* Start Data for this task *

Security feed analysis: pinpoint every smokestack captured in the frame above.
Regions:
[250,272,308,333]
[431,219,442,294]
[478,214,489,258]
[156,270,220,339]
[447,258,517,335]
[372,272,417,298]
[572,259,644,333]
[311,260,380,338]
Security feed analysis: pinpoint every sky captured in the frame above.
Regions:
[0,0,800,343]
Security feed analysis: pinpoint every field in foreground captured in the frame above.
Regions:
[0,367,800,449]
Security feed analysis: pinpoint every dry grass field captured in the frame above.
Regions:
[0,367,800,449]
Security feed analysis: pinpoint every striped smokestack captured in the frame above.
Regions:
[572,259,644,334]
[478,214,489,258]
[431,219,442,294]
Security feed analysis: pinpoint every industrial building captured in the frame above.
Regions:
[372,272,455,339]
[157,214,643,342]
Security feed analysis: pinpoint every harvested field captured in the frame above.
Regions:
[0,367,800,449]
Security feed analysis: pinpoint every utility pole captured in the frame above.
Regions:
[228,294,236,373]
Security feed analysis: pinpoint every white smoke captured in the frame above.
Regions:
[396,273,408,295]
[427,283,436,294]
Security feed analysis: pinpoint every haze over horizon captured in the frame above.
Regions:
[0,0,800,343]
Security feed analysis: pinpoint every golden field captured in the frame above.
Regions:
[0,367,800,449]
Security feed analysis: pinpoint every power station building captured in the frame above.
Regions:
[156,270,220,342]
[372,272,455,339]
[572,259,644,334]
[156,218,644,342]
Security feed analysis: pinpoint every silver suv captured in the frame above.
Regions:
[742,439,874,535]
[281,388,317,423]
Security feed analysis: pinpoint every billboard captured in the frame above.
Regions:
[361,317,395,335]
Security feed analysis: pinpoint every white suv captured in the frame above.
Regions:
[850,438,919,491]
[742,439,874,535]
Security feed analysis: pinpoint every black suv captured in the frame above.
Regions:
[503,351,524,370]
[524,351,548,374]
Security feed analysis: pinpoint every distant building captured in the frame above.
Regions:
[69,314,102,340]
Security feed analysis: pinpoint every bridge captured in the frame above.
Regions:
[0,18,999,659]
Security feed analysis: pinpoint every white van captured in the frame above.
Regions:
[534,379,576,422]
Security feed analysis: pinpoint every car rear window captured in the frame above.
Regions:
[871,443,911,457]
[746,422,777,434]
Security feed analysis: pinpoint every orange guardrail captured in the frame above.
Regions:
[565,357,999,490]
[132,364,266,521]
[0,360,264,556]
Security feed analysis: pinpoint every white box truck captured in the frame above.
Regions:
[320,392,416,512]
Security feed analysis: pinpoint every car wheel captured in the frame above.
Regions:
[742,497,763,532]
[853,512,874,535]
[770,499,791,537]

* End Data for this task *

[Set problem]
Write out exactly the lines of the entries above that run from the line containing "Security feed analysis: pinpoint every utility" through the last line, including both.

[Correct response]
Security feed analysis: pinpoint every utility pole captured in the frame above.
Regions:
[228,294,236,373]
Security feed analysis: pinpoint every white smoke captured in the frame above.
Regions:
[396,273,408,295]
[427,283,436,294]
Security feed analysis: pinpoint every haze over horizon captured in the frame above.
Regions:
[0,0,800,343]
Security feed analysis: pinpoint every golden field captured in the frame above.
Regions:
[0,367,800,449]
Security feed analysis: pinpoint every power station building captured in the frame above.
Regions:
[156,270,220,342]
[372,272,455,339]
[572,259,644,334]
[156,218,644,342]
Security feed analysis: pinpoint every silver suv captured in the frame above.
Regions:
[742,439,874,535]
[281,388,317,423]
Security feed analysis: pinpoint every billboard captured in the frame above.
Regions:
[361,317,395,335]
Security feed analysis: pinpoint every white suv captured in the frame above.
Regions:
[850,438,919,491]
[742,439,874,535]
Security feed analysis: pinpoint every black suv captured in the frame above.
Regions:
[503,351,524,370]
[524,351,548,374]
Security feed analysis: pinpoint every distant building captured in the frame above.
Regions:
[69,314,102,340]
Security feed analysis: pinpoint every bridge captured in the frame above.
Regions:
[0,18,999,659]
Security feed analysis: pinpoint every white van captured in the frame above.
Regions:
[534,379,576,422]
Security feed analysis: pinpoint every car rear window captured in the frame above.
Regions:
[871,443,911,457]
[746,422,777,434]
Security feed analysis: pinpoint every orange guardrail captured in the frame above.
Regions:
[565,357,999,490]
[132,364,266,521]
[0,360,264,556]
Security feed analysis: pinpoint every white box truck captured in the frame above.
Regions:
[320,392,416,512]
Security feed analysis: pinpoint every car wheel captured in the frame above.
Regions:
[742,497,763,532]
[853,512,874,535]
[770,499,791,537]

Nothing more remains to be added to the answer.